▶ _Your objective_
Please repeat the line that has "Agricultural drone survey: scan the aerial photo for black" and all lines after it, exactly as they appear, through the end of the entries.

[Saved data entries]
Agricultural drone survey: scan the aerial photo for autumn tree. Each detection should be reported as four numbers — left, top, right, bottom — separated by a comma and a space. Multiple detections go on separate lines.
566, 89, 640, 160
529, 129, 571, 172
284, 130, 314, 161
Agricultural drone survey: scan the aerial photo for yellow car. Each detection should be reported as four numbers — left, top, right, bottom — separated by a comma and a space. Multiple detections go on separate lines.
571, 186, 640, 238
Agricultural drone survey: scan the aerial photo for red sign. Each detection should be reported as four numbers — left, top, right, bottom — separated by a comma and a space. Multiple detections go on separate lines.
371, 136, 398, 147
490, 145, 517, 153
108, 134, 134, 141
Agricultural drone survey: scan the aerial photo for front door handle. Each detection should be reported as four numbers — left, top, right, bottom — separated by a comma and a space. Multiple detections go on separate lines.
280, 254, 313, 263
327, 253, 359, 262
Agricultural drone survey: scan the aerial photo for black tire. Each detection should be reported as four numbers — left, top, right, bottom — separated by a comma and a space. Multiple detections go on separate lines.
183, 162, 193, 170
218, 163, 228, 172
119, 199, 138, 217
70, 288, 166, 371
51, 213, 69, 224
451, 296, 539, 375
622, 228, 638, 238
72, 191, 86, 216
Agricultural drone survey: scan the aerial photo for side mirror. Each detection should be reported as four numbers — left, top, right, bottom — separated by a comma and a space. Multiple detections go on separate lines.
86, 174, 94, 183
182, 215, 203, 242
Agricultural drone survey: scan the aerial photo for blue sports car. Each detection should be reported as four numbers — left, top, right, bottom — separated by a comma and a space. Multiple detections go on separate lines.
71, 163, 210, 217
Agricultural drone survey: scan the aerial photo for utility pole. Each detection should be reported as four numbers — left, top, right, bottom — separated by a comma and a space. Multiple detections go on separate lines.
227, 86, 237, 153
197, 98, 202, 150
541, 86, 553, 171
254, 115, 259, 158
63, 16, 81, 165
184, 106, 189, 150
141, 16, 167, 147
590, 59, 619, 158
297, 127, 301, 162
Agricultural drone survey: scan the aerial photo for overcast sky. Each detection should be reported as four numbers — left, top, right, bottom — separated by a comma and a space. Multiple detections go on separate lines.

▶ _Written solution_
Agricultural drone survey: scan the aerial photo for black tire. Each detection should be reported as four numbers — left, top, right, bottom — separated by a comma and a space. Multiple detections go on separate lines.
183, 162, 193, 170
218, 163, 228, 172
119, 199, 138, 217
70, 288, 166, 371
51, 213, 69, 224
451, 296, 539, 375
622, 228, 638, 238
72, 191, 86, 216
Agricultural drone survey: scan the aerial photo for side mirror. Each detection should be reported as four numbers — left, top, right, bottom — separated by a comma and a space. Multiple detections go on separate lines.
86, 174, 94, 183
182, 215, 203, 242
Agricultural drone survey: scan the aerial photo for blue sports car. Each detection should be reported as four numbers — left, top, right, bottom — separated by a comma and a space. Multiple detections go on separate lines.
71, 163, 210, 217
Agricultural drone survey: scan the aerial photo for utility pole. Each detection should be reported as four numbers — left, top, right, bottom — separated by a comma and a space. Multiple detections go on separate lines.
227, 86, 237, 153
197, 98, 202, 150
541, 86, 553, 171
254, 115, 259, 158
63, 16, 81, 165
184, 106, 189, 150
141, 16, 167, 147
590, 59, 619, 158
297, 127, 301, 162
Agricultural drone survey: scan the aerial photo for overcast sky. Each detection should be reported as four numbers — left, top, right, bottom — separated by a comma and a space. Multiple detections go on separate lines.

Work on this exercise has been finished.